### The problem:
Convert the stretch of the listing below, from its start through the line containing "[[[27,16],[23,24],[23,29],[31,30],[33,28],[33,19],[31,16]]]", into a two-column CSV headed request and answer. Each row should pair a block of text with the outline that follows it, with every field quoted, line breaks replaced by spaces and the pictures omitted.

### Dataset records:
__________________________________________________

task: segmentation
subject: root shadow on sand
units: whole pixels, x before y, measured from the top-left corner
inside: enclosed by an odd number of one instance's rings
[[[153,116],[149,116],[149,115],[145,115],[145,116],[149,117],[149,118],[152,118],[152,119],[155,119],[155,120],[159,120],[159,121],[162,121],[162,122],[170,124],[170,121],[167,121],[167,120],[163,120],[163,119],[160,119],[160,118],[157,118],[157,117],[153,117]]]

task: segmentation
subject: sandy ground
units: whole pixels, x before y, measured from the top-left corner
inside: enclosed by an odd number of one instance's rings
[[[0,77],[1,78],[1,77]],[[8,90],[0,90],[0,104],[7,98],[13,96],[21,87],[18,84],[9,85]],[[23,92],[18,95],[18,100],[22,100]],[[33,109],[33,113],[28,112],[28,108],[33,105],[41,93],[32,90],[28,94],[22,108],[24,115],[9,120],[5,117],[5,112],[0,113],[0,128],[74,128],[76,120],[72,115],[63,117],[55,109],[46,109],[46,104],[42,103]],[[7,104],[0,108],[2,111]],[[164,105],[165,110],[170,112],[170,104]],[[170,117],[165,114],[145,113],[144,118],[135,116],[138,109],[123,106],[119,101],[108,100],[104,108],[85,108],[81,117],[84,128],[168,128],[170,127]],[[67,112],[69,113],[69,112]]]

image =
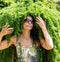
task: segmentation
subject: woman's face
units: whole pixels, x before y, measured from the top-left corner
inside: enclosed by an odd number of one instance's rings
[[[27,16],[23,24],[23,29],[31,30],[33,28],[33,19],[31,16]]]

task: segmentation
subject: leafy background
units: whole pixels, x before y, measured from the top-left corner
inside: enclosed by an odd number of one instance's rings
[[[24,18],[31,13],[35,18],[40,16],[46,22],[46,27],[54,42],[54,49],[47,51],[40,47],[40,62],[60,62],[60,1],[59,0],[1,0],[0,1],[0,31],[2,26],[10,24],[14,28],[12,35],[22,31]],[[43,36],[37,26],[39,35]],[[8,41],[9,42],[9,41]],[[16,62],[14,45],[0,51],[0,62]]]

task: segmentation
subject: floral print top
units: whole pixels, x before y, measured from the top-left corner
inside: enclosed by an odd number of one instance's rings
[[[19,42],[16,44],[17,50],[17,62],[39,62],[37,57],[37,50],[35,45],[31,45],[29,48],[24,48]]]

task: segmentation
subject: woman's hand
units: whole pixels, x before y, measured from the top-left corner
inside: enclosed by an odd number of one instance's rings
[[[7,25],[2,27],[1,33],[4,36],[7,34],[11,34],[13,31],[14,31],[13,28],[11,28],[10,25]]]
[[[40,28],[46,28],[46,23],[41,17],[36,17],[36,23],[40,26]]]

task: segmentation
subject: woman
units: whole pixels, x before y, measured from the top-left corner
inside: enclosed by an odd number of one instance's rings
[[[38,31],[34,25],[35,22],[42,29],[45,39],[41,37],[39,38]],[[39,62],[37,58],[37,49],[40,47],[40,45],[46,50],[53,49],[52,38],[46,29],[45,22],[40,17],[37,17],[35,21],[33,16],[28,15],[24,20],[21,35],[18,37],[10,37],[9,44],[7,43],[7,40],[2,41],[3,36],[11,34],[12,32],[13,28],[10,27],[10,25],[2,28],[0,32],[0,50],[6,49],[14,44],[17,51],[17,62]]]

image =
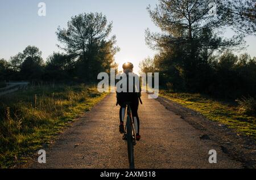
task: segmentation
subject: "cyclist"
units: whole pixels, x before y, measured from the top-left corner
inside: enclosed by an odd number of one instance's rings
[[[123,65],[123,73],[121,74],[122,76],[126,77],[126,87],[127,91],[126,92],[122,91],[118,92],[117,91],[117,103],[120,106],[119,110],[119,119],[120,125],[119,126],[119,131],[120,133],[124,133],[123,119],[125,118],[126,102],[130,102],[130,106],[131,109],[131,114],[133,116],[133,122],[134,122],[135,132],[136,132],[136,140],[139,140],[141,139],[141,135],[139,134],[139,118],[138,115],[138,108],[139,106],[139,98],[141,96],[141,84],[139,76],[133,71],[133,65],[130,62],[126,62]],[[133,84],[129,84],[129,78],[133,78]],[[139,80],[139,85],[136,84],[136,78]],[[132,92],[129,92],[129,87],[132,86]]]

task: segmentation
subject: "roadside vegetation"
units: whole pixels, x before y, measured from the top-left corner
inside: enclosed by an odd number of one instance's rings
[[[0,168],[26,162],[105,95],[80,84],[31,87],[0,97]]]
[[[256,139],[255,112],[253,113],[250,110],[248,112],[248,109],[253,108],[249,104],[253,104],[253,106],[256,105],[255,100],[254,102],[251,102],[251,98],[239,100],[237,101],[238,103],[236,103],[214,99],[199,93],[175,93],[161,90],[160,95],[199,112],[210,120],[219,122],[234,129],[238,134]]]

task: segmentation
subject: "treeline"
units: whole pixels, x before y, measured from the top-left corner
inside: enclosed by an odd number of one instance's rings
[[[255,6],[251,0],[159,0],[147,9],[162,32],[146,31],[147,44],[158,53],[141,62],[142,71],[159,72],[160,85],[176,91],[256,96],[255,58],[233,53],[255,35]],[[222,35],[227,27],[234,29],[232,38]]]
[[[112,29],[102,14],[72,17],[67,28],[59,27],[56,32],[65,53],[53,52],[44,61],[38,48],[28,46],[9,61],[0,59],[0,82],[96,82],[99,72],[117,68],[114,55],[119,49],[115,36],[109,37]]]

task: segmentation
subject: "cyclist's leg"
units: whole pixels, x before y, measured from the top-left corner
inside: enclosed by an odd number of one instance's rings
[[[138,109],[139,107],[139,100],[137,97],[134,98],[131,104],[131,114],[134,122],[136,134],[139,134],[139,118],[138,115]]]
[[[119,110],[119,118],[120,119],[120,122],[123,122],[123,119],[125,119],[125,105],[120,105],[120,109]]]

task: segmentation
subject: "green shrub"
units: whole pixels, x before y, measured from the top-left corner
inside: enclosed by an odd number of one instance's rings
[[[6,84],[5,83],[0,82],[0,88],[5,88]]]
[[[236,100],[239,105],[240,110],[246,114],[256,114],[256,100],[253,97],[242,97]]]

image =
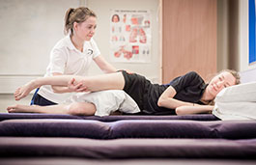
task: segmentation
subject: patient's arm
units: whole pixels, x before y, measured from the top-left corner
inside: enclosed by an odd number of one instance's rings
[[[176,109],[177,107],[187,105],[193,105],[191,102],[181,101],[173,98],[176,95],[176,91],[172,86],[169,86],[159,96],[157,105],[160,107]]]
[[[194,106],[180,106],[175,109],[177,115],[190,115],[190,114],[200,114],[200,113],[211,113],[213,109],[213,105],[199,105],[194,104]]]
[[[96,107],[89,102],[73,102],[71,104],[58,104],[49,106],[39,105],[14,105],[7,108],[9,113],[43,113],[43,114],[70,114],[94,115]]]

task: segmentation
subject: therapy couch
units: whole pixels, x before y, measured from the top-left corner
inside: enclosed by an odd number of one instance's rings
[[[0,114],[0,162],[256,162],[256,122],[211,114]],[[11,158],[12,157],[12,158]],[[104,160],[104,161],[102,161]],[[126,161],[125,161],[126,160]],[[153,161],[151,161],[153,160]],[[190,162],[190,161],[189,161]]]

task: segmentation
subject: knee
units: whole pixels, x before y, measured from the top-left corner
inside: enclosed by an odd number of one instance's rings
[[[69,107],[69,114],[71,115],[91,116],[94,115],[95,112],[95,105],[87,102],[74,102]]]

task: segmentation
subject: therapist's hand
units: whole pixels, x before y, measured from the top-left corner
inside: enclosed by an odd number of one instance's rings
[[[87,88],[83,86],[83,84],[81,82],[79,83],[75,83],[75,79],[72,78],[69,84],[68,84],[68,88],[70,90],[71,93],[84,93],[87,92]]]

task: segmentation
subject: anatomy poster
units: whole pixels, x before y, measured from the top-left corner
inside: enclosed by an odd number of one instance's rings
[[[111,61],[150,63],[151,23],[149,11],[112,10],[110,16]]]

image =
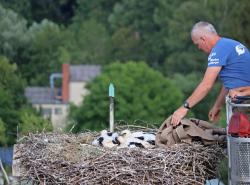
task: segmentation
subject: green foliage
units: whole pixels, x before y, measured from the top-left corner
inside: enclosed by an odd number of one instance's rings
[[[27,43],[27,21],[0,4],[0,55],[18,60],[18,52]]]
[[[26,135],[35,132],[50,132],[53,130],[52,123],[43,119],[33,109],[25,108],[20,112],[20,134]]]
[[[228,184],[228,158],[225,157],[219,162],[218,165],[218,177],[220,180],[227,185]]]
[[[6,144],[7,144],[7,137],[6,137],[5,124],[0,118],[0,146],[6,146]]]
[[[64,34],[58,25],[48,20],[33,23],[26,34],[29,46],[22,53],[21,59],[25,62],[20,64],[20,70],[29,84],[47,85],[49,75],[61,71],[59,58],[66,42]]]
[[[24,83],[16,74],[16,65],[0,57],[0,118],[2,132],[7,136],[3,144],[15,141],[16,126],[19,121],[19,110],[26,103]]]
[[[90,94],[85,97],[81,107],[71,110],[71,118],[78,123],[76,131],[107,127],[107,91],[111,82],[116,91],[116,120],[145,120],[159,125],[181,104],[180,90],[146,64],[131,61],[126,64],[113,63],[89,84]]]

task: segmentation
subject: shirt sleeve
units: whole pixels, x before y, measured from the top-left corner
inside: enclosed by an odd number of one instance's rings
[[[225,66],[230,50],[226,47],[216,47],[208,56],[208,67]]]

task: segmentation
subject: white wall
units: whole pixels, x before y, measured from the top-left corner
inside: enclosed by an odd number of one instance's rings
[[[34,107],[41,111],[44,118],[49,118],[54,131],[60,131],[66,125],[68,116],[68,105],[66,104],[36,104]]]
[[[69,84],[69,102],[80,105],[83,97],[88,94],[85,89],[86,82],[70,82]]]

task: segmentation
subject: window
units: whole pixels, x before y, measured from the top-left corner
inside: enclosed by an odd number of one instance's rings
[[[46,118],[51,117],[52,110],[51,108],[42,108],[42,115]]]
[[[55,108],[55,115],[62,115],[62,108]]]

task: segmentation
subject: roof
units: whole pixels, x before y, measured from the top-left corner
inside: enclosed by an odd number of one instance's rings
[[[52,96],[49,87],[26,87],[25,96],[32,104],[62,104]]]
[[[70,81],[90,81],[101,73],[99,65],[70,65]]]

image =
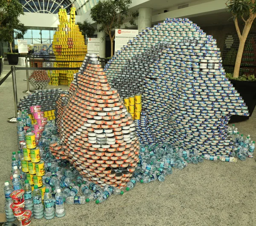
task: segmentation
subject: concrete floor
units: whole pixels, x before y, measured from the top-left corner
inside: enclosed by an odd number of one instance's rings
[[[5,66],[0,80],[9,70]],[[18,98],[26,90],[25,71],[17,71]],[[60,86],[66,89],[65,86]],[[49,88],[55,87],[49,86]],[[12,152],[17,151],[16,124],[10,76],[0,86],[0,185],[11,174]],[[239,131],[256,139],[256,113],[247,121],[237,123]],[[174,171],[162,183],[139,184],[122,196],[113,196],[99,205],[65,205],[66,216],[51,220],[33,218],[32,226],[224,226],[256,225],[256,163],[247,159],[237,163],[205,161]],[[0,189],[0,213],[4,197]]]

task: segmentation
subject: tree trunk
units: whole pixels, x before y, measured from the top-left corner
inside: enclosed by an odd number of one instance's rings
[[[243,52],[244,48],[244,44],[245,41],[248,36],[248,34],[252,26],[253,19],[250,20],[247,23],[246,23],[244,25],[244,28],[243,31],[241,40],[240,40],[239,47],[238,48],[238,51],[237,52],[237,55],[236,55],[236,65],[234,69],[234,74],[233,78],[237,78],[239,76],[239,72],[240,67],[241,65],[241,61],[243,56]]]
[[[9,42],[10,43],[10,50],[11,50],[11,52],[12,53],[12,42]]]
[[[110,39],[110,41],[111,42],[111,57],[113,56],[113,44],[114,42],[114,39]]]

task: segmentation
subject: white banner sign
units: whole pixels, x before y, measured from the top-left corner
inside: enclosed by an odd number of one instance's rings
[[[27,40],[18,40],[18,50],[19,53],[28,53],[28,41]]]
[[[121,50],[123,46],[127,45],[129,40],[132,40],[138,34],[138,30],[116,29],[115,52]]]
[[[99,55],[99,53],[100,38],[89,38],[87,42],[87,52],[88,53],[96,53]]]

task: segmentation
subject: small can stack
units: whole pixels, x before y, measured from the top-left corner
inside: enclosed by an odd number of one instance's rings
[[[46,89],[50,81],[50,78],[46,71],[34,71],[29,78],[29,82],[36,90]]]
[[[142,110],[141,94],[137,93],[134,96],[125,97],[124,102],[133,119],[140,119]]]
[[[31,211],[25,209],[24,191],[23,189],[13,191],[10,196],[13,203],[10,205],[13,214],[20,223],[20,225],[28,226],[31,221]]]

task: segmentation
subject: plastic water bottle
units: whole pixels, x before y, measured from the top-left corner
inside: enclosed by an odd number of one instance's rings
[[[25,197],[25,202],[30,203],[33,201],[32,199],[32,189],[31,185],[29,184],[29,180],[26,180],[25,181],[24,186],[23,186],[23,190],[25,192],[24,196]]]
[[[111,191],[109,190],[104,191],[102,194],[95,201],[96,204],[99,204],[104,202],[111,195]]]
[[[110,185],[106,185],[104,186],[104,190],[107,191],[107,190],[111,192],[111,194],[124,194],[122,191]]]
[[[207,160],[218,161],[218,156],[216,156],[215,155],[204,155],[204,158]]]
[[[43,176],[43,182],[44,184],[47,184],[51,186],[55,186],[59,182],[56,178],[51,178]]]
[[[241,134],[239,139],[239,145],[242,147],[244,147],[244,134]]]
[[[236,144],[239,143],[240,138],[240,135],[239,133],[239,132],[238,132],[236,135],[236,138],[235,138],[235,142]]]
[[[85,204],[85,196],[70,196],[65,200],[67,204]]]
[[[93,190],[93,191],[95,191],[96,190],[99,191],[101,192],[103,191],[102,189],[99,185],[95,184],[93,182],[87,181],[86,184],[89,187],[90,189]]]
[[[92,193],[89,187],[86,184],[85,181],[83,182],[83,184],[81,186],[81,191],[86,197],[89,196]]]
[[[55,195],[55,214],[57,217],[62,217],[66,215],[66,212],[64,209],[64,203],[63,201],[63,195],[61,193],[61,189],[57,190],[57,193]]]
[[[4,183],[3,187],[3,192],[4,193],[6,201],[9,202],[12,200],[12,198],[10,196],[11,193],[13,191],[13,189],[9,181],[6,181]]]
[[[130,180],[130,181],[127,183],[126,184],[126,188],[125,190],[127,191],[129,191],[130,190],[133,188],[135,185],[136,185],[136,183],[137,183],[137,180],[134,177],[132,177]]]
[[[20,179],[20,171],[17,165],[14,166],[12,170],[12,174],[17,174],[17,177]]]
[[[249,151],[248,151],[248,157],[253,158],[253,152],[255,149],[255,142],[251,142],[249,146]]]
[[[13,177],[12,185],[13,186],[13,190],[16,191],[16,190],[21,189],[20,179],[18,177],[17,174],[14,174]]]
[[[149,183],[149,182],[155,180],[157,178],[157,177],[155,174],[151,175],[150,176],[147,176],[146,177],[143,177],[143,178],[140,180],[140,183]]]
[[[14,167],[16,166],[17,167],[18,166],[18,162],[16,160],[15,158],[12,158],[12,171],[13,171]]]
[[[42,195],[41,191],[38,189],[38,186],[35,185],[33,191],[33,202],[34,203],[34,209],[38,210],[43,209],[44,206],[42,204]]]
[[[92,192],[88,197],[88,198],[85,200],[85,201],[87,203],[89,203],[91,201],[94,201],[95,200],[98,196],[99,196],[101,193],[102,192],[102,189],[101,191],[96,190],[94,192]]]
[[[237,154],[237,157],[241,161],[245,161],[246,159],[246,157],[244,156],[244,155],[242,153],[240,153],[239,152]]]
[[[49,189],[48,188],[45,189],[45,193],[44,196],[44,214],[52,213],[52,215],[53,215],[53,217],[54,217],[55,212],[52,197],[52,194],[49,191]],[[46,215],[48,216],[49,214]]]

__________________________________________________

### Response:
request,answer
"task: segmentation subject: root shadow on sand units: whole pixels, x before y, measured from the top-left corner inside: enclosed by an odd number of one instance's rings","[[[153,116],[149,116],[149,115],[145,115],[145,116],[149,117],[149,118],[152,118],[152,119],[155,119],[155,120],[159,120],[159,121],[162,121],[162,122],[170,124],[170,121],[167,121],[167,120],[163,120],[163,119],[160,119],[160,118],[157,118],[157,117],[153,117]]]"
"task: segmentation subject: sandy ground units: whole pixels, x before y, measured from the top-left corner inside: enclosed by an odd number of one instance's rings","[[[0,77],[1,78],[1,77]],[[8,90],[0,90],[0,104],[7,98],[13,96],[21,87],[18,84],[9,85]],[[23,92],[18,95],[18,100],[22,100]],[[33,109],[33,113],[28,112],[28,108],[33,105],[41,93],[32,90],[28,94],[22,108],[24,115],[9,120],[5,117],[5,112],[0,113],[0,128],[74,128],[76,120],[72,115],[63,117],[55,109],[46,109],[46,104],[42,103]],[[7,104],[0,108],[2,111]],[[164,105],[165,110],[170,112],[170,104]],[[170,117],[165,114],[145,113],[144,118],[135,116],[138,109],[123,106],[119,101],[108,100],[104,108],[85,108],[81,117],[84,128],[168,128],[170,127]],[[67,112],[69,113],[69,112]]]"
"image = task: segmentation subject: woman's face units: whole pixels, x before y, measured from the top-left corner inside: enclosed by an odd number of one instance's rings","[[[27,16],[23,24],[23,29],[31,30],[33,28],[33,19],[31,16]]]"